**Exercise instructions**
1. Give every price that the book announcement lists.
2. Carry the book announcement on from its final line, the bibliographic citation.

**Selected text**
----

[KS] Koreans and Central Europeans: Informal Contacts up to 1950, vol. 1

Schirmer Andreas andreas.schirmer at univie.ac.at
Fri Feb 19 11:50:55 EST 2016


Dear list members,
Let me draw your attention to the first of three volumes of Koreans and Central Europeans: Informal Contacts up to 1950.
This is Frank Hoffmann’s meticulously researched and commendably well illustrated book Berlin Koreans and Pictured Koreans, a text triptych on matters that will interest cultural historians of both Korea and Germany and, especially, scholars interested in Korean colonial modernity. Despite its 2015 print-date, it is available only since a week, and the publisher now offers it also in an eBook (PDF) version.
The book consists of three chapters (and a short introduction by me). Based on a wealth of sources, Frank Hoffmann illuminates, supplements, and challenges our image of Koreans during the first decades of the 20th century, and also, through the two shorter chapters, the image Germans had of Koreans and their take on colonialism during Wilhelmine times. I am confident that this book will make a significant impact.

Frank Hoffmann, Berlin Koreans and Pictured Koreans. Koreans and Central Europeans: Informal Contacts up to 1950, edited by Andreas Schirmer, vol. 1. Vienna: Praesens, 2015. xii, 241 pages, 112 illustrations. €34.90 paper (ca. $38.50), €24.70 PDF (ca. $28).

----

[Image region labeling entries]
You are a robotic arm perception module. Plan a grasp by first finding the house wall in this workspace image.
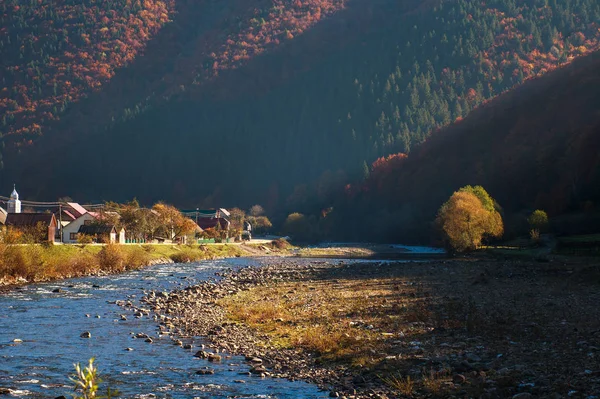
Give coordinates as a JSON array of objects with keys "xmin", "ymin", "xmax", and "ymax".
[
  {"xmin": 48, "ymin": 224, "xmax": 56, "ymax": 243},
  {"xmin": 63, "ymin": 213, "xmax": 96, "ymax": 244}
]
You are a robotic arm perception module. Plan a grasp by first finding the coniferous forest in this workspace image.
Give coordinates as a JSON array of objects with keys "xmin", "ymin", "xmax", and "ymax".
[{"xmin": 0, "ymin": 0, "xmax": 600, "ymax": 238}]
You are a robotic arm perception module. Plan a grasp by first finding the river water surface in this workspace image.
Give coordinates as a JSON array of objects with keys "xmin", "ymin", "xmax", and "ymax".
[{"xmin": 0, "ymin": 258, "xmax": 328, "ymax": 398}]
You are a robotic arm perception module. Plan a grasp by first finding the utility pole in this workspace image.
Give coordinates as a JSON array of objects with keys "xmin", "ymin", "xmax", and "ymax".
[{"xmin": 58, "ymin": 203, "xmax": 64, "ymax": 244}]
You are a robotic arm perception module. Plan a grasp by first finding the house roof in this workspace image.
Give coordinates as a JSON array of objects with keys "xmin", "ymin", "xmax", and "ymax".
[
  {"xmin": 67, "ymin": 202, "xmax": 87, "ymax": 218},
  {"xmin": 79, "ymin": 224, "xmax": 117, "ymax": 235},
  {"xmin": 6, "ymin": 213, "xmax": 56, "ymax": 227},
  {"xmin": 198, "ymin": 218, "xmax": 229, "ymax": 230},
  {"xmin": 181, "ymin": 208, "xmax": 231, "ymax": 218}
]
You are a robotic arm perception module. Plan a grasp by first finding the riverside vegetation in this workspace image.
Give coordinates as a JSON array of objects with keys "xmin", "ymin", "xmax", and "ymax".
[
  {"xmin": 0, "ymin": 244, "xmax": 251, "ymax": 286},
  {"xmin": 143, "ymin": 257, "xmax": 600, "ymax": 399}
]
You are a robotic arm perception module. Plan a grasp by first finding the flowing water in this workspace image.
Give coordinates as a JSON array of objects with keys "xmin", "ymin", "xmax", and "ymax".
[{"xmin": 0, "ymin": 258, "xmax": 328, "ymax": 398}]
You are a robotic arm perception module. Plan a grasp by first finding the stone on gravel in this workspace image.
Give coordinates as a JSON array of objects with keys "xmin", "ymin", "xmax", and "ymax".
[
  {"xmin": 196, "ymin": 367, "xmax": 215, "ymax": 375},
  {"xmin": 512, "ymin": 392, "xmax": 531, "ymax": 399}
]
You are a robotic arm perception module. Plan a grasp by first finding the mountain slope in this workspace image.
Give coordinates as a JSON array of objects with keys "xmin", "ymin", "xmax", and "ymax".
[
  {"xmin": 3, "ymin": 0, "xmax": 600, "ymax": 206},
  {"xmin": 328, "ymin": 53, "xmax": 600, "ymax": 240}
]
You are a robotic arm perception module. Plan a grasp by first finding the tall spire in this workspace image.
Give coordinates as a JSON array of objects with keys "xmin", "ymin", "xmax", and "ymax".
[
  {"xmin": 6, "ymin": 184, "xmax": 21, "ymax": 213},
  {"xmin": 10, "ymin": 184, "xmax": 19, "ymax": 199}
]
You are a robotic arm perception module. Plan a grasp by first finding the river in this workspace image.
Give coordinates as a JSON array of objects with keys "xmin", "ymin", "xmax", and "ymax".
[{"xmin": 0, "ymin": 258, "xmax": 328, "ymax": 398}]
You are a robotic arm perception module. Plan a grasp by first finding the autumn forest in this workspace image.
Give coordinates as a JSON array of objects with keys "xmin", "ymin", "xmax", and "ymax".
[{"xmin": 0, "ymin": 0, "xmax": 600, "ymax": 242}]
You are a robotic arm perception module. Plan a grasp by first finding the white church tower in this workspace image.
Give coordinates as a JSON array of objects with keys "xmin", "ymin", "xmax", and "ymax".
[{"xmin": 6, "ymin": 186, "xmax": 21, "ymax": 213}]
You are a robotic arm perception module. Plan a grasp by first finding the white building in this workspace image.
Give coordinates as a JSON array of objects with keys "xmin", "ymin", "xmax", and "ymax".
[
  {"xmin": 6, "ymin": 186, "xmax": 21, "ymax": 213},
  {"xmin": 63, "ymin": 212, "xmax": 96, "ymax": 244}
]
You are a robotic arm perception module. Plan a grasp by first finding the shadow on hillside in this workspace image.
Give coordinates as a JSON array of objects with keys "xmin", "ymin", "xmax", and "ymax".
[{"xmin": 3, "ymin": 0, "xmax": 424, "ymax": 199}]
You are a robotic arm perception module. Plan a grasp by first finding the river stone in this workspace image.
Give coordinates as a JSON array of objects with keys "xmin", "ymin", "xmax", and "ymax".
[
  {"xmin": 208, "ymin": 353, "xmax": 221, "ymax": 362},
  {"xmin": 196, "ymin": 367, "xmax": 215, "ymax": 375},
  {"xmin": 250, "ymin": 364, "xmax": 267, "ymax": 374}
]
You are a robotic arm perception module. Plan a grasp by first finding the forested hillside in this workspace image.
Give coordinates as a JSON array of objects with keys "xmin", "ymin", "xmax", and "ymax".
[
  {"xmin": 0, "ymin": 0, "xmax": 600, "ymax": 208},
  {"xmin": 322, "ymin": 53, "xmax": 600, "ymax": 241}
]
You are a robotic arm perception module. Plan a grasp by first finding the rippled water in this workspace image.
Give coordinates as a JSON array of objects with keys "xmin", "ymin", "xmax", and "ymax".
[{"xmin": 0, "ymin": 259, "xmax": 328, "ymax": 398}]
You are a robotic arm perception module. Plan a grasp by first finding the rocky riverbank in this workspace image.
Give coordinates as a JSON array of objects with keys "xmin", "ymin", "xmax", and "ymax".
[{"xmin": 137, "ymin": 258, "xmax": 600, "ymax": 399}]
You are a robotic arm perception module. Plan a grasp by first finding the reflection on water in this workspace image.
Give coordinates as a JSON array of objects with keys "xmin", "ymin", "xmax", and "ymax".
[{"xmin": 0, "ymin": 259, "xmax": 328, "ymax": 398}]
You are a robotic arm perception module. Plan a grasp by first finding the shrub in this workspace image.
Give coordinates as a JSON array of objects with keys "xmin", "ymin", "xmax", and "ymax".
[
  {"xmin": 271, "ymin": 238, "xmax": 290, "ymax": 249},
  {"xmin": 98, "ymin": 244, "xmax": 126, "ymax": 272},
  {"xmin": 77, "ymin": 234, "xmax": 94, "ymax": 245},
  {"xmin": 69, "ymin": 358, "xmax": 119, "ymax": 399},
  {"xmin": 125, "ymin": 246, "xmax": 151, "ymax": 269},
  {"xmin": 527, "ymin": 209, "xmax": 548, "ymax": 232}
]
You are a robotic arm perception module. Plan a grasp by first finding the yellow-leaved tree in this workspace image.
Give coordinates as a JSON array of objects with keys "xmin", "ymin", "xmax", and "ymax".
[{"xmin": 436, "ymin": 186, "xmax": 504, "ymax": 252}]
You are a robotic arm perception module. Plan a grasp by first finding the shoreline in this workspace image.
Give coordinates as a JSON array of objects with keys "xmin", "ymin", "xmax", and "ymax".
[
  {"xmin": 144, "ymin": 257, "xmax": 600, "ymax": 399},
  {"xmin": 0, "ymin": 244, "xmax": 286, "ymax": 294}
]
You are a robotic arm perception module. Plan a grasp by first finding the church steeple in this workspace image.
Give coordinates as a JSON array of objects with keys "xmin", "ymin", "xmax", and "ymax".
[{"xmin": 6, "ymin": 185, "xmax": 21, "ymax": 213}]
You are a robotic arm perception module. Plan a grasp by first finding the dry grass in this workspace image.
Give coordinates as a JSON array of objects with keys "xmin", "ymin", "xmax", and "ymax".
[
  {"xmin": 0, "ymin": 243, "xmax": 250, "ymax": 285},
  {"xmin": 219, "ymin": 259, "xmax": 600, "ymax": 397}
]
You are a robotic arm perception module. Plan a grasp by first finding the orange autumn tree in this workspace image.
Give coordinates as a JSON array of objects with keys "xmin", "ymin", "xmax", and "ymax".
[
  {"xmin": 436, "ymin": 186, "xmax": 504, "ymax": 252},
  {"xmin": 152, "ymin": 203, "xmax": 196, "ymax": 240}
]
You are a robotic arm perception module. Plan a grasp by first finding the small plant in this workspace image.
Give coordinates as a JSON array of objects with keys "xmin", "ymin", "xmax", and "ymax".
[
  {"xmin": 77, "ymin": 233, "xmax": 94, "ymax": 245},
  {"xmin": 69, "ymin": 358, "xmax": 119, "ymax": 399},
  {"xmin": 527, "ymin": 209, "xmax": 548, "ymax": 235},
  {"xmin": 379, "ymin": 375, "xmax": 415, "ymax": 397}
]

----

**Answers**
1.
€34.90 (paper)
ca. $38.50 (paper)
€24.70 (PDF)
ca. $28 (PDF)

2.
ISBN: 978-3-7069-0873-3 (print), 978-3-7069-3005-5 (digital edition)
Flyer: https://goo.gl/zATB1i
Online Bookstores: http://bookbutler.com/compare?isbn=9783706908733

In the FIRST, almost book-length chapter, entitled “The Berlin Koreans, 1909–1940s,” Hoffmann looks into the lives of a dozen of the Korean students and professionals living in Berlin during these years. Among those Berlin Koreans are, e.g., a nephew of An Chung-gŭn, a brother of the later ROK head of state Chang Myŏn, the composer of the South Korean national anthem An Ik-t’ae, a dancer, a graphic artist, and, of course, the first ever Korean student in Germany. In amazing and often surprising detail, using European, Korean, and Japanese archival and secondary sources, Hoffmann narrates and discusses their political, academic, and cultural activities in Berlin and also their connections to other Korean groups elsewhere (e.g. in Shanghai). What we conceptualize under the term ‘colonial modernity’ also took place, as Hoffmann’s materials show, outside the confines of the Japanese Empire. While demonstrating how the Berlin Koreans of the 1920s and before were often left-leaning and engaged for Korean independence, Hoffmann exposes the close relationship that Koreans had with both the Japanese and the Nazis and their institutions. In one case this goes even as far as being active in the very core group of Nazi race researchers.
The shorter SECOND and THIRD chapters deal with the German view on colonialism and Korea during the 1900s and 1910s, using one example of ‘popular culture’ (in the chapter “Modular Spectacle: The 1904 Liebig Trading Card Set on Korea”) and one of ‘high culture’ (in the chapter “Ultra-Right Modernism, Colonialism, and a Korean Idol: Nolde’s Missionary”).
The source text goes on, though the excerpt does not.